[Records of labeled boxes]
# # # #
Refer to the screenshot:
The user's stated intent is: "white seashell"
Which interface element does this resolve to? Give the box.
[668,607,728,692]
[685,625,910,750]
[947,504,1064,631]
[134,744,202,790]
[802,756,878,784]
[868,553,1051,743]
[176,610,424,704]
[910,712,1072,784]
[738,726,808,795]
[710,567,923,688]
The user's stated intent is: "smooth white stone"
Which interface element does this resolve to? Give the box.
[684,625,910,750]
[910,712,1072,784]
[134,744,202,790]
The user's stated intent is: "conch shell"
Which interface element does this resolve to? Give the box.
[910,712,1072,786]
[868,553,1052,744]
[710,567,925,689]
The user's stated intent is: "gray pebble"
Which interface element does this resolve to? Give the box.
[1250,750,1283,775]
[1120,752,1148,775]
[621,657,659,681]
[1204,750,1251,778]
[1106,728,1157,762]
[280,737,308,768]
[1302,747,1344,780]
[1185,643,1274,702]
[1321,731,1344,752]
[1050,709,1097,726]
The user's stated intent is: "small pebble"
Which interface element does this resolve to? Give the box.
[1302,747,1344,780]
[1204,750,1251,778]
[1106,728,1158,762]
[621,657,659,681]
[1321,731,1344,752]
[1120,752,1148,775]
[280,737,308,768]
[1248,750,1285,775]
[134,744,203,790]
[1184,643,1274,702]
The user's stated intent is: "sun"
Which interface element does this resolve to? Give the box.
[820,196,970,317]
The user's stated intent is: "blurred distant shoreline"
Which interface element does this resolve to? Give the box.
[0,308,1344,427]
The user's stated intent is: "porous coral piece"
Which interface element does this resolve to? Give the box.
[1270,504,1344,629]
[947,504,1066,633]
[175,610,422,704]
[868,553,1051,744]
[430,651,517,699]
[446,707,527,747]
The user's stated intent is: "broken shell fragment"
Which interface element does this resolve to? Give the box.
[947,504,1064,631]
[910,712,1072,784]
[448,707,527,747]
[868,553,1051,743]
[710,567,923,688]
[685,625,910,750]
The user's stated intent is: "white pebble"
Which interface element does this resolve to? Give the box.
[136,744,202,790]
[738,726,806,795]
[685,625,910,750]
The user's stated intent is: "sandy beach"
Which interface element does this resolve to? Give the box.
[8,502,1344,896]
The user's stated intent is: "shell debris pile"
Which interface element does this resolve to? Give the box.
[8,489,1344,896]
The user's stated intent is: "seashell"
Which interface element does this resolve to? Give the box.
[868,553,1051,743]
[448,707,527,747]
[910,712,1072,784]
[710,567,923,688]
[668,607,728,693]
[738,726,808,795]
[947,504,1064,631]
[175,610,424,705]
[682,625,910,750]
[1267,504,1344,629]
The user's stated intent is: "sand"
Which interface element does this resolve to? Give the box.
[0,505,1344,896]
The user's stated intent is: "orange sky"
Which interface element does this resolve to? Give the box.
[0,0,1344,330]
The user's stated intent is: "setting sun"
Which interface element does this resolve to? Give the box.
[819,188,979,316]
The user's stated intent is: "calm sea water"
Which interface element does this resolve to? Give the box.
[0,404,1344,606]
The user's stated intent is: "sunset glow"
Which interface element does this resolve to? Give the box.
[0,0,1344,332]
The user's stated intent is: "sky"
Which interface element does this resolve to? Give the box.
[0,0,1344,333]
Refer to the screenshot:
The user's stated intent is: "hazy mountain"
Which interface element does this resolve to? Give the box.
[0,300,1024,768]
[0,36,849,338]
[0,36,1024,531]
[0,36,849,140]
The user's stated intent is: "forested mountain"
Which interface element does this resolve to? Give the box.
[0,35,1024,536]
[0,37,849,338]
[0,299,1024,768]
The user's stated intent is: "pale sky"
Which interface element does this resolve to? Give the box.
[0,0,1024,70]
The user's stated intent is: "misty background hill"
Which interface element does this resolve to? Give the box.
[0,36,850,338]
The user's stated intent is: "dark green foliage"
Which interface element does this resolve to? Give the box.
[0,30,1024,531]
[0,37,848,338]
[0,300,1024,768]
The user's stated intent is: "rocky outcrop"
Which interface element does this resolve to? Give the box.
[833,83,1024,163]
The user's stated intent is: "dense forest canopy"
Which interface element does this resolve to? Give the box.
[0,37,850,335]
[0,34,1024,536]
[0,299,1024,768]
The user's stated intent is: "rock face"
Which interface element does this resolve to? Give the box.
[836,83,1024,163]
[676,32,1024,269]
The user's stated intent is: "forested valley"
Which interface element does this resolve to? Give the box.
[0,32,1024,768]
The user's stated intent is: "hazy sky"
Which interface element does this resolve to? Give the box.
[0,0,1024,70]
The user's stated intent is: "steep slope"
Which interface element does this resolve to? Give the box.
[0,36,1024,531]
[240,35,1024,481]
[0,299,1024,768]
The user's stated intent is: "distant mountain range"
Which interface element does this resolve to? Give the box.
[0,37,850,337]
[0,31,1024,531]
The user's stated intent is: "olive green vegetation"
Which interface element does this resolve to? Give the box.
# # # #
Task to carry out: Please extract the lines above and repeat every one of them exactly, with no changes.

Reply to the exercise:
Refer to the screenshot:
The user's stated intent is: "white seashell"
Which interface element does this resolve to? Give the box.
[668,607,728,692]
[685,625,910,750]
[947,504,1064,631]
[134,744,202,790]
[802,756,878,784]
[868,553,1051,743]
[176,610,424,704]
[910,712,1072,784]
[738,726,808,795]
[710,567,923,688]
The user's stated intent is: "smooth white stone"
Which interface element does this resolve to? Give the box.
[684,625,910,750]
[910,712,1072,784]
[134,744,202,790]
The user's stated intent is: "conch shell"
Which interface element does this resolve to? Give the box.
[910,712,1072,786]
[868,553,1052,744]
[710,567,925,689]
The user's stated intent is: "gray pebble"
Which interface element does this resolve to? Give the box.
[1250,750,1283,775]
[1120,752,1148,775]
[621,657,659,681]
[1204,750,1251,778]
[1106,728,1157,762]
[280,737,308,768]
[1302,747,1344,780]
[1185,643,1274,702]
[1321,731,1344,752]
[1050,709,1097,726]
The user's stated intent is: "small pebble"
Which interface element does this resolve to? Give the box.
[1302,747,1344,780]
[1204,750,1251,778]
[1106,728,1158,762]
[621,657,659,681]
[1321,731,1344,752]
[1120,752,1148,775]
[280,737,308,768]
[1248,750,1285,775]
[134,744,203,790]
[1184,643,1274,702]
The user's stated intent is: "sun"
Which interface element does this resolve to? Give the box.
[820,196,970,317]
The user's stated intent is: "blurred distant shoreline"
Which interface element does this resolve to? Give the box.
[0,308,1344,427]
The user's stated intent is: "porous coral piece"
Which interface element does this resolve to? Give the box.
[1270,504,1344,629]
[947,504,1066,633]
[175,610,422,704]
[868,553,1051,744]
[430,651,517,699]
[446,707,527,747]
The user's stated intent is: "broken shell fragment"
Which interface element does this resolve to? Give the box.
[947,504,1064,631]
[910,712,1072,784]
[448,707,527,747]
[868,553,1051,743]
[710,567,923,688]
[685,625,910,750]
The user's stated intent is: "white pebble"
Which interface element does this resolve to? Give the box.
[136,744,202,790]
[738,726,806,795]
[685,625,910,750]
The user's stated intent is: "sandy beach"
Which interface element does this resolve to? Give the box.
[8,502,1344,896]
The user's stated intent is: "shell debris pile"
Which interface element does this resolve to? Give the box.
[8,489,1344,896]
The user's stated intent is: "seashell"
Which interface element does this resolve to? Give the box.
[868,553,1051,743]
[448,707,527,747]
[910,712,1072,784]
[710,567,923,688]
[668,607,728,693]
[738,726,808,795]
[947,504,1064,631]
[175,610,424,705]
[682,625,910,750]
[1267,504,1344,629]
The user's stated intent is: "sand"
Which interface element does this resolve to? Give the box.
[0,505,1344,896]
The user's stated intent is: "orange sky"
Which interface element does this resolve to? Give the box.
[0,0,1344,330]
The user's stated intent is: "setting sun"
Which interface element does this resolve to? Give the box.
[819,188,979,316]
The user's stated intent is: "calm sea water"
Which interface element does this resolve to? Give the box.
[0,404,1344,606]
The user's stated intent is: "sunset glow"
Which interface element does this resolve to? Give the box.
[0,0,1344,332]
The user's stated intent is: "sky"
Which interface element does this resolve to? Give the box.
[0,0,1344,333]
Refer to the screenshot:
The user's stated intent is: "hazy mountain"
Which interface element does this resolve to? Give the box.
[0,300,1024,768]
[0,36,849,338]
[0,36,1024,531]
[0,36,849,140]
The user's stated intent is: "forested mountain"
Which interface element does this resolve to? Give the box.
[0,35,1024,536]
[0,37,849,338]
[0,299,1024,768]
The user's stated intent is: "pale sky"
Which interface element does this resolve to? Give the box.
[0,0,1024,70]
The user's stated intent is: "misty background hill"
Which interface element does this resolve to? Give the box.
[0,36,850,338]
The user's stated intent is: "dark green foliage"
Which interface element does this resolve to? Give the box.
[0,30,1024,531]
[0,37,848,338]
[0,300,1024,768]
The user's stated intent is: "rocky outcrop"
Which interface element does this resolve to? Give the box.
[833,83,1024,163]
The user's stated intent is: "dense forest canopy"
Which interface element does this resolve to? Give the box.
[0,37,850,335]
[0,34,1024,536]
[0,299,1024,768]
The user's stated intent is: "rock face"
Which interface element does this resolve to? Give the box.
[836,83,1024,163]
[676,32,1024,269]
The user's stated intent is: "forested valley"
Which interface element does this resolve to? Give the box.
[0,32,1024,768]
The user's stated intent is: "hazy sky"
Which interface element does this resolve to? Give the box.
[0,0,1024,70]
The user's stated intent is: "steep slope"
Which interface element does this resolve to? Give the box.
[0,36,1024,531]
[240,35,1024,481]
[0,299,1024,768]
The user's stated intent is: "distant mountain range"
Which interface element does this resolve to? Give the box.
[0,37,850,337]
[0,31,1024,531]
The user's stated intent is: "olive green vegetation"
Which interface element does this resolve to? Give the box.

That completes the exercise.